> _Task_: Would you write out the entries that follow word for word, omitting any images?

»»

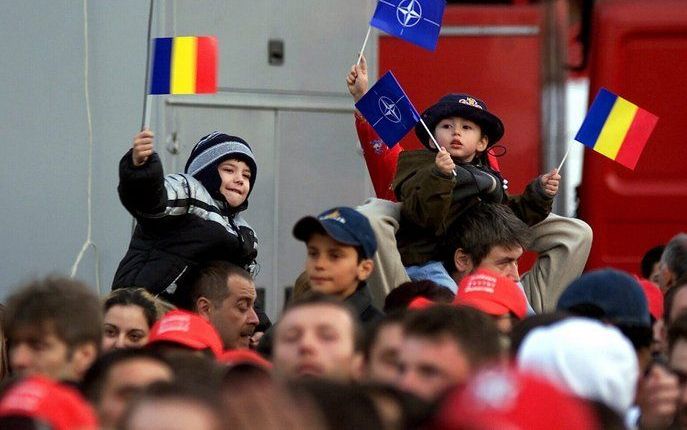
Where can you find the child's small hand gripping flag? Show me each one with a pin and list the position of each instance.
(184, 65)
(388, 109)
(417, 21)
(616, 128)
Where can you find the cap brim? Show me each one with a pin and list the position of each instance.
(486, 306)
(306, 226)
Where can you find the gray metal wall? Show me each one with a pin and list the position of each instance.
(297, 118)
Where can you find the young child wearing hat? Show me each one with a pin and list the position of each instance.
(341, 245)
(186, 218)
(437, 185)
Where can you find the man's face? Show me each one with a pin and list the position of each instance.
(333, 267)
(678, 362)
(382, 365)
(38, 350)
(172, 414)
(429, 366)
(123, 382)
(235, 318)
(503, 261)
(316, 340)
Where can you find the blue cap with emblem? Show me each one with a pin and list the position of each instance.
(343, 224)
(464, 106)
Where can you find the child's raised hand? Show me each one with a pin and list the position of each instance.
(550, 181)
(143, 147)
(444, 162)
(357, 79)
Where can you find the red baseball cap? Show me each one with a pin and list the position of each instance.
(58, 405)
(187, 329)
(509, 399)
(654, 297)
(491, 293)
(234, 357)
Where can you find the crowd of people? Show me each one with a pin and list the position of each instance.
(411, 311)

««

> _Reply_:
Where can you find the child's small hand gripping flag? Show me each one with a pin and list the position of each instance.
(184, 65)
(388, 109)
(417, 21)
(616, 128)
Where can you find the cap brim? Show me each one with a pin and list the position of each instance.
(486, 306)
(306, 226)
Where can you find the gray metal wall? Show me each one with a pin and list the position of each instance.
(297, 118)
Where can you find the young child wearing hat? Show me each one with a pin and list the position of each instance.
(341, 245)
(186, 218)
(437, 185)
Where can you find the man's face? Show me each one with a pin and list the position of each instance.
(333, 267)
(678, 362)
(382, 365)
(38, 350)
(172, 414)
(429, 366)
(123, 382)
(235, 318)
(503, 261)
(316, 340)
Where can you find the blue cap with emblem? Show me each one with a pin and list the position of each instance.
(343, 224)
(464, 106)
Where can you find the child's raised hand? Show me each one with a pin and list the position of each instance.
(550, 181)
(143, 147)
(444, 162)
(357, 79)
Where can you find the red baseball cap? Show me each one with a pin and list the position of each instance.
(58, 405)
(187, 329)
(509, 399)
(654, 297)
(491, 293)
(234, 357)
Where can you find the crowd of people? Show me each one with a pin and list the position of each instance.
(411, 311)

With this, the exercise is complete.